** RICHIESTA SCRITTA **
Disponi tutte le righe qui sotto in una tabella Markdown con le colonne «Numero» e «Contenuto», mettendo in ciascuna riga il numero progressivo e il testo. Salta le righe vuote.

** DATI DISPONIBILI **

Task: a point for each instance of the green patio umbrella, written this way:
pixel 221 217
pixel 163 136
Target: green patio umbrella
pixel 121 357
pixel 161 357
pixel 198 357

** RISPOSTA COMPLETA **
| Numero | Contenuto |
|---|---|
| 1 | Task: a point for each instance of the green patio umbrella, written this way: |
| 2 | pixel 221 217 |
| 3 | pixel 163 136 |
| 4 | Target: green patio umbrella |
| 5 | pixel 121 357 |
| 6 | pixel 161 357 |
| 7 | pixel 198 357 |